GIVEN PASSAGE
○ ○ ○ ○
Casale Monferrato: Museo Civico

Basement with an exhibition about Carlo Vidua.

On a sunny Friday morning we reported for duty at the civic museum of Casale. The museum has found accommodation in the former Augustinian convent of Santa Croce. The church of the convent, with its conspicuous brick façade, is now used as a bar and restaurant. Those who want to visit the museum can enter in the cloister behind the church. This cloister has been embellished with three dozen frescoes by Guglielmo Caccia, nicknamed Il Moncalvo (1568-1625). Moncalvo was definitely an accomplished painter, but the state of preservation of his frescoes here is deplorable.
○ ○ ○ ○
SHORT PROBLEM 1
Count the lines in the entries that contain the word "base". Reply with the number only.
○ ○ ○ ○
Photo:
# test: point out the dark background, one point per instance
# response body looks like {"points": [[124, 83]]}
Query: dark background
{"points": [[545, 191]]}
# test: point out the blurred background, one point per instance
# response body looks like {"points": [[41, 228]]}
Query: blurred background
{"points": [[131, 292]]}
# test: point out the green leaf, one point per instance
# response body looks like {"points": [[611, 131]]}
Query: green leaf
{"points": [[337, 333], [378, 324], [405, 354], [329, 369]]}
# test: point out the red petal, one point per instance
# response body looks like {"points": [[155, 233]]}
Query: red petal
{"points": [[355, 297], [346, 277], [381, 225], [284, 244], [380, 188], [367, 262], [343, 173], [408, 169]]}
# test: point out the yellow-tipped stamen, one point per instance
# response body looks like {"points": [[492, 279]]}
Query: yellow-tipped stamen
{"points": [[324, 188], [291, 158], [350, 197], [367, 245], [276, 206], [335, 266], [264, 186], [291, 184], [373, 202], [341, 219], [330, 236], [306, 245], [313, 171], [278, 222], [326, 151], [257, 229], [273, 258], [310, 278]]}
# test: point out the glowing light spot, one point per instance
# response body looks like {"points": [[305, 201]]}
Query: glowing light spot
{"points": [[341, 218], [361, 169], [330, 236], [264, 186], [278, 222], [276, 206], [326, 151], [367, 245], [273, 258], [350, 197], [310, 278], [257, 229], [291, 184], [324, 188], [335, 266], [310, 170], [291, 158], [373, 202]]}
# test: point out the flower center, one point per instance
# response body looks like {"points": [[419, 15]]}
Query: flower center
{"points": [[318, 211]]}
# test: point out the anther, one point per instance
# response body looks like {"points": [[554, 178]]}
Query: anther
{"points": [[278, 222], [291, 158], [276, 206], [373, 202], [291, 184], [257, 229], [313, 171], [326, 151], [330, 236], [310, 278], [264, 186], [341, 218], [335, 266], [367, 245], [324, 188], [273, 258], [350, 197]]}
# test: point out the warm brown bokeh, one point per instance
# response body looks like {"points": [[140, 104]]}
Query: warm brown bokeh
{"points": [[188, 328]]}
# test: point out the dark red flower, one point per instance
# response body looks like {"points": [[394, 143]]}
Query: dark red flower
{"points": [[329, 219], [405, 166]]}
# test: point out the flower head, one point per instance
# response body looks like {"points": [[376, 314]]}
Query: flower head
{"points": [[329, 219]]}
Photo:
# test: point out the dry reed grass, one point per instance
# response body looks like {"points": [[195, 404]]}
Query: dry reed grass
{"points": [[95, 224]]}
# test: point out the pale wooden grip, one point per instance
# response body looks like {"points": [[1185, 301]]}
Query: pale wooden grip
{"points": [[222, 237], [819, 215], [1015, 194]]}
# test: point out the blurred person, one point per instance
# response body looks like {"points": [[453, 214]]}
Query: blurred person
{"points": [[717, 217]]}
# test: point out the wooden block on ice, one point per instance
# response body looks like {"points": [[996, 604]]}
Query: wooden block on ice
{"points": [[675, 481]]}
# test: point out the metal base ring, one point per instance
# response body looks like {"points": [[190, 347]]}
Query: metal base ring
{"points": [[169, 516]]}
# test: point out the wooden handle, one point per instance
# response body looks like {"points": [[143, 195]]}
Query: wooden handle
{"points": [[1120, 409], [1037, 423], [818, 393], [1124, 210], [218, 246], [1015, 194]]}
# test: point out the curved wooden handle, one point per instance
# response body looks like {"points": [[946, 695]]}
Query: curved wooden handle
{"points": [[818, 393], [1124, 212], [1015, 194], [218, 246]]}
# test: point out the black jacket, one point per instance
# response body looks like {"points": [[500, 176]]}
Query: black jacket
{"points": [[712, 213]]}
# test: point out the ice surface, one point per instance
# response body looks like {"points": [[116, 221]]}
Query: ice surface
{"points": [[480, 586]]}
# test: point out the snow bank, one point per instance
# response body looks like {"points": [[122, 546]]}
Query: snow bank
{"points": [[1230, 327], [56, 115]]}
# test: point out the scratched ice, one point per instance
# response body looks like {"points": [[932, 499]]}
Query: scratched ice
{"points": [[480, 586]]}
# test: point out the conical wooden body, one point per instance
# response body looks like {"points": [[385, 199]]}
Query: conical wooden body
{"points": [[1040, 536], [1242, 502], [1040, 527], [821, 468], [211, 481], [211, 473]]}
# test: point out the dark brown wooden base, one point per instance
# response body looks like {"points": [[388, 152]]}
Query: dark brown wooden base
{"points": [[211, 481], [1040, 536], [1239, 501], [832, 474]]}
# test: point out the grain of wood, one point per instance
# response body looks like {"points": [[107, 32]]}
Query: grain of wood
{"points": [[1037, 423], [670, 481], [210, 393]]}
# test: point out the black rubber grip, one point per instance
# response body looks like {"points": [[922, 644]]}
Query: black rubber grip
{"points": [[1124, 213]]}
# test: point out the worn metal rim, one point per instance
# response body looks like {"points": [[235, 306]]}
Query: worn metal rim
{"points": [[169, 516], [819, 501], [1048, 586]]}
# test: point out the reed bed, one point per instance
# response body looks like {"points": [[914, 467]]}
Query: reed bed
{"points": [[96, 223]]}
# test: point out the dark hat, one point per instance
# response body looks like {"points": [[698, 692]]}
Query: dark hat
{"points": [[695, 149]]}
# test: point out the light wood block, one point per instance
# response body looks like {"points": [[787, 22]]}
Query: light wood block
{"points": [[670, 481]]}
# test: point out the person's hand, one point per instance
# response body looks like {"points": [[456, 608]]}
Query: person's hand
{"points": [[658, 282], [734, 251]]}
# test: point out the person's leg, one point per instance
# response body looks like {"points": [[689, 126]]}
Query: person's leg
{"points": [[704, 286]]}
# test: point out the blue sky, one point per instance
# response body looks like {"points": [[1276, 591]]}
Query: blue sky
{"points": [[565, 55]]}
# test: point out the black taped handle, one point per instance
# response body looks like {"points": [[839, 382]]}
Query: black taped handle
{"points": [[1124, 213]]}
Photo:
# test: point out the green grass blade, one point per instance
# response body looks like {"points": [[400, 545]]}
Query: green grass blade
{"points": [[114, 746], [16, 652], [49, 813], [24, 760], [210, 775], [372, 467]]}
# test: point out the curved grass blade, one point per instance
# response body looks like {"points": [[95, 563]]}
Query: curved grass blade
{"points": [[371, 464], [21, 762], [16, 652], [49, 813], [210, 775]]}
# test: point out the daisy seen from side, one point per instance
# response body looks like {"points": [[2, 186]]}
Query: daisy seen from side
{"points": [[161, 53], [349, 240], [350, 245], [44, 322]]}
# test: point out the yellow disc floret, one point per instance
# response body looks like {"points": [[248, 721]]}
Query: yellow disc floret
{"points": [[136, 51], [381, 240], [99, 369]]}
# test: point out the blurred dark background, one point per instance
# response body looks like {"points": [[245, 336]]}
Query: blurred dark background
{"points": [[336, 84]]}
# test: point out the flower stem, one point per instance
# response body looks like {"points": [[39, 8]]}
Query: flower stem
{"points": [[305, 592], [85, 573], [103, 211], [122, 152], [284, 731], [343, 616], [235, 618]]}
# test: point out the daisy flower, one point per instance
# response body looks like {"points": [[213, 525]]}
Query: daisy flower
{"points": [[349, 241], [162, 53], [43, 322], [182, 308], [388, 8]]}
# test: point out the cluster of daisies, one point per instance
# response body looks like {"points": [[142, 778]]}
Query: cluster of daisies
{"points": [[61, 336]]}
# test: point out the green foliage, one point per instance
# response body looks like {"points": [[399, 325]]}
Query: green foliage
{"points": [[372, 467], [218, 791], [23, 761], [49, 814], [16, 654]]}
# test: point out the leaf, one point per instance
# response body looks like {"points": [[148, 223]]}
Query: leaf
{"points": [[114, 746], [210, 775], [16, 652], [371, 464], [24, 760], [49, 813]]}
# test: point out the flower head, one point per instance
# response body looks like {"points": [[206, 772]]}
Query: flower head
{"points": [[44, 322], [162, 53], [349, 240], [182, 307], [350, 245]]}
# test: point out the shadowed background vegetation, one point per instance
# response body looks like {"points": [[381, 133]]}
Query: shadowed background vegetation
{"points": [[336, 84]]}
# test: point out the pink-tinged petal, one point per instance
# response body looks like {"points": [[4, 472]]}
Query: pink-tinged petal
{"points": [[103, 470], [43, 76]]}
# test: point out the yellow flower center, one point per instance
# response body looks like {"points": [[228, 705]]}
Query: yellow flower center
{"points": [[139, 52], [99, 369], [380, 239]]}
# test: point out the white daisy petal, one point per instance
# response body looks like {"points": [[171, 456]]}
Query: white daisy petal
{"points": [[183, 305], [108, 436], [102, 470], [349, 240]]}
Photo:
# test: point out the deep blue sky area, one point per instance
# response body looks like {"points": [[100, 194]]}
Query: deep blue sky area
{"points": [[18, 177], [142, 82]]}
○ ○ ○ ○
SHORT PROBLEM 2
List every number and year that appears in the museum text.

EXERCISE OUTPUT 1
4

EXERCISE OUTPUT 2
- three dozen
- 1568
- 1625